EXERCISE OBJECTIVE
Reproduce every entry word for word. Drop all pictures from the copy.

>>>>

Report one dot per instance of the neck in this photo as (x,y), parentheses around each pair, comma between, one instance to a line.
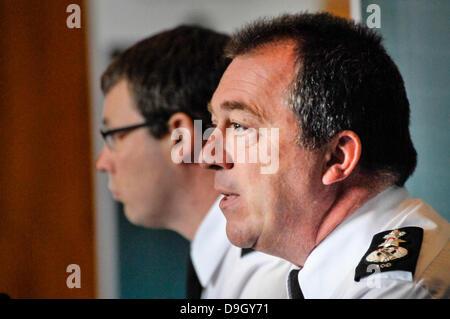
(347,199)
(194,196)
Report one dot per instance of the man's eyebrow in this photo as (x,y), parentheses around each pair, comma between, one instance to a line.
(236,105)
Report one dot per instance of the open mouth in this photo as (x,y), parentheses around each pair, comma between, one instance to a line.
(228,201)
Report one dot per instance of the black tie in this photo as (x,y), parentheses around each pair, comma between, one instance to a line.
(294,288)
(193,286)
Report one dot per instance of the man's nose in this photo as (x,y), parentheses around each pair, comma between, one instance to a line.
(103,162)
(214,154)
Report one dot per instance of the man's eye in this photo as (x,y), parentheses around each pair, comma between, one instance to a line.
(238,127)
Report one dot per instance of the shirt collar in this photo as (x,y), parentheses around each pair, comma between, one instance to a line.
(329,263)
(210,244)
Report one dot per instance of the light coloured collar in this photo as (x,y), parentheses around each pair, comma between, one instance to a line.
(210,244)
(339,253)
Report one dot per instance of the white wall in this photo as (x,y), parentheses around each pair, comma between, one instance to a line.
(113,23)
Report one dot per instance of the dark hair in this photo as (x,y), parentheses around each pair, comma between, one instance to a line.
(173,71)
(345,81)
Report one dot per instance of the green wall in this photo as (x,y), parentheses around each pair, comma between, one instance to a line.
(416,34)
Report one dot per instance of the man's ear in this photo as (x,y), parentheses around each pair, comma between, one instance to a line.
(181,131)
(342,156)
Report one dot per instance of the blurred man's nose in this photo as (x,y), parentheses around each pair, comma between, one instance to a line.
(214,154)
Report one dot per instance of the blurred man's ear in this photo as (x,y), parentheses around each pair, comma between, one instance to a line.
(181,132)
(342,156)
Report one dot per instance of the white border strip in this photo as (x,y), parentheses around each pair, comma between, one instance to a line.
(106,228)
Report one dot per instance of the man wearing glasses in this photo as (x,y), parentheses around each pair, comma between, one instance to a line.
(160,85)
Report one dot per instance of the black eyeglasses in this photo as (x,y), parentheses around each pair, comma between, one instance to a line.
(108,136)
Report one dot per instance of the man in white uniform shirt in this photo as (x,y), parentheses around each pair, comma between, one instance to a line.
(158,86)
(336,207)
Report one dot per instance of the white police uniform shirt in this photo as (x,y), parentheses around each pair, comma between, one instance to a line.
(329,271)
(224,273)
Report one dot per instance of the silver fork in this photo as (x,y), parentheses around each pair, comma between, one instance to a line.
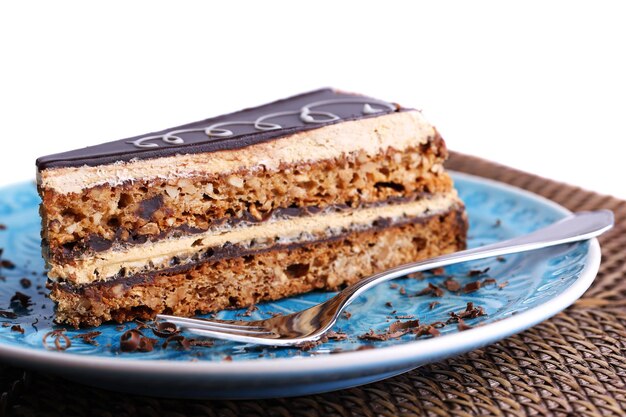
(312,323)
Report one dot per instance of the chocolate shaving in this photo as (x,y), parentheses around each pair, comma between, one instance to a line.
(17,328)
(7,314)
(165,329)
(462,326)
(489,281)
(250,310)
(416,275)
(471,287)
(332,335)
(432,305)
(373,336)
(5,263)
(134,341)
(403,325)
(452,285)
(89,338)
(431,289)
(477,272)
(180,340)
(201,343)
(22,298)
(365,347)
(58,335)
(470,312)
(426,330)
(305,346)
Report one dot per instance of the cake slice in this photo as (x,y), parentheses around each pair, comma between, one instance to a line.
(311,192)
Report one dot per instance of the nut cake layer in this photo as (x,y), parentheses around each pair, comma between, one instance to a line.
(314,191)
(241,281)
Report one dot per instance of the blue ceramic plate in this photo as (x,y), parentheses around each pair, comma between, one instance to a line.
(528,288)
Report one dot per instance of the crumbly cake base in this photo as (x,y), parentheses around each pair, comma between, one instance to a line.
(246,280)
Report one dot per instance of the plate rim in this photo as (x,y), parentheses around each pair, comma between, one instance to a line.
(403,354)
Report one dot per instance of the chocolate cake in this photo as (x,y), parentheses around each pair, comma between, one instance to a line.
(311,192)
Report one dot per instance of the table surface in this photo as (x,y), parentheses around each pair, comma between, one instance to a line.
(536,85)
(571,365)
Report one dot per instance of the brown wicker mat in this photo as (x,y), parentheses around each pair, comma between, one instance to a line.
(571,365)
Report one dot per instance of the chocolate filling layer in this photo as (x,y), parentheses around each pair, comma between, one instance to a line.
(232,251)
(94,243)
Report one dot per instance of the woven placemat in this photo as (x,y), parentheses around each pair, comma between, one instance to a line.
(571,365)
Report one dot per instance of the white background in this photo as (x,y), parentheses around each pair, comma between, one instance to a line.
(535,85)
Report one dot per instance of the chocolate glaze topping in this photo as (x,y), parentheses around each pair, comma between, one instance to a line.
(231,131)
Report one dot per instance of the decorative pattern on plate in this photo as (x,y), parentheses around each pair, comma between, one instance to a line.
(495,214)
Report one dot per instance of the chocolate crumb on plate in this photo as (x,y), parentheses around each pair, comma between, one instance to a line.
(201,342)
(489,281)
(17,328)
(452,285)
(403,325)
(133,340)
(471,287)
(416,275)
(366,347)
(165,329)
(7,314)
(250,310)
(21,298)
(61,341)
(431,289)
(5,263)
(477,272)
(179,340)
(89,338)
(462,326)
(333,335)
(373,336)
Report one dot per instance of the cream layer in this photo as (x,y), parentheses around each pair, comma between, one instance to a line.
(372,135)
(152,256)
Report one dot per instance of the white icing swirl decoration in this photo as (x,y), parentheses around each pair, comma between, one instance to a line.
(307,114)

<<<<

RESPONSE TO THE EXERCISE
Report one dot per instance of the neck in this photo as (x,y), parentheses around each pair, comma between, one instance to a line.
(347,199)
(194,196)
Report one dot per instance of the man's eyebrow in this photo as (x,y), parentheses around each pair, comma between, one instance to a line.
(236,105)
Report one dot per instance of the open mouth in this photo as (x,y), parentheses around each pair, comma between, one instance to a line.
(228,201)
Report one dot per instance of the black tie in this photo as (x,y), parentheses around each pair, comma between, one instance to a line.
(294,288)
(193,286)
Report one dot per instance of the man's nose in this photo as (x,y), parentheses around each pair, comma between, one instance to a line.
(103,162)
(214,154)
Report one dot per instance of the man's eye in this photo as (x,y), parentheses around each pair, comma between, one instance to a line.
(238,127)
Report one dot per instance of the shirt collar in this photo as (x,y), parentheses around each pair, comma between, one instance to a line.
(329,263)
(210,244)
Report one dot per instance of the light coloured collar in this photo as (x,y), parentheses around each pair, comma between, one instance to a line.
(210,244)
(339,253)
Report one dot per instance of the white wall in this photo as (x,y), parentheses around each pair, comma between, one instance to a line.
(113,23)
Report one dot per instance of the dark hair in this photo as (x,y), parentheses around each pair, comma between, one instance to a line.
(173,71)
(345,81)
Report one dot per instance of the green wall in this photo as (x,y), parentheses around each pair, comma between, one instance to a line.
(416,34)
Report one dot per instance of the man's ear in this photo as (x,y), parentheses around each pair, comma between, one instance to a line.
(181,131)
(342,156)
Report one dot per instance of the blurred man's nose in this photo as (x,y), parentheses around each pair, comma between, one instance to a line.
(214,154)
Report one dot per instance of the blurred man's ear in this photo as (x,y), parentheses around each pair, comma between, one instance to a line.
(181,132)
(342,156)
Report one dot per instance of the white border strip in this photo as (x,y), parentheses around each pair, comma between, one instance to a line.
(106,228)
Report one dot per instance of the man wearing glasses in this photo as (x,y), parentheses around each pair, comma between, one instance to a line.
(160,85)
Report one dot per instance of the black eyeglasses in this photo as (x,y), parentheses around each pair, comma between, one instance to a line.
(108,136)
Report one dot per instance of the man in white uniform shirt in this photo as (x,y), parentheses around each pair, comma between, one instance to a line.
(158,86)
(336,207)
Report one dot per instance of the white police uniform shirt in this photo as (x,y), parentheses around each pair, comma between, one instance to a line.
(329,271)
(224,273)
Report one dot per instance of the silver fork in this photo as (x,y), parentheses around each pair, comma between, one instance to a line.
(312,323)
Report one dot per instance of the chocolate shaving in this photo as (x,y), parentheses around each pair, comma between, one instance to a line.
(17,328)
(7,314)
(165,329)
(462,326)
(489,281)
(250,310)
(416,275)
(471,287)
(332,335)
(432,305)
(373,336)
(5,263)
(134,341)
(403,325)
(452,285)
(89,338)
(431,289)
(477,272)
(180,340)
(201,343)
(22,298)
(365,347)
(58,335)
(470,312)
(426,330)
(305,346)
Report one dot per instance of the cake slice in this photo as (x,y), parentheses around each pair, comma between, one instance to a line.
(311,192)
Report one dot per instance of the nut cake layer in this photo as (x,y), parentheses around each pair, comma between, one instance to a line.
(314,191)
(241,281)
Report one dot per instance of the blue ceramic plate in this photo as (x,y), parentheses around each pair, comma between, one instance to a line.
(528,288)
Report one dot per instance of the crumbly cake base in this photo as (x,y), parentheses around each pair, comma between, one instance to a line.
(246,280)
Report one dot per instance of the plate rim in this photo as (x,y), parentheses around each pair, comma between, one instance to a line.
(403,354)
Report one dot per instance of the chocolate cake in this photo as (x,y), parentheses around each pair, comma between, one instance to a line.
(311,192)
Report one dot per instance of the table surface in this photo as (x,y), parentheses around each pair, comma between, one instance to a line.
(536,85)
(571,365)
Report one dot per instance of the brown wicker mat in this photo as (x,y), parentheses around each pair, comma between, one instance to a line.
(571,365)
Report one dot per instance of the chocolate filling layer in this photo as (x,y), parentheses around each pair, comma between, one instance to a line.
(232,251)
(94,243)
Report one dot per instance of the woven placemat in this photo as (x,y), parentheses around each pair, comma between, one instance to a line.
(571,365)
Report one dot per instance of the white background in this photo as (x,y), parentheses around each pair, comma between, one instance to a line.
(535,85)
Report one dot per instance of the chocolate glaze topping in this photo as (x,y), parentheses around each pair, comma between, one instance to a line.
(231,131)
Report one dot per instance of the decorative pattern on plate in this photo as (x,y), parentheses around each pair, comma between, one instance to a line.
(495,214)
Report one dot per instance of the chocolate crumb on plate in this photo as (x,y), parentheses around each pair, comma between, one instance to a line.
(201,342)
(489,281)
(17,328)
(452,285)
(403,325)
(133,340)
(471,287)
(416,275)
(366,347)
(165,329)
(7,314)
(250,310)
(21,298)
(61,341)
(431,289)
(5,263)
(477,272)
(179,340)
(89,338)
(462,326)
(333,335)
(373,336)
Report one dot per instance of the cream layer in this photo as (x,y), parentheses around each pair, comma between, one instance to a line.
(372,135)
(152,256)
Report one dot per instance of the white icing swirl decoration in this photo as (x,y), parentheses around each pair, comma between, one instance to a line.
(307,114)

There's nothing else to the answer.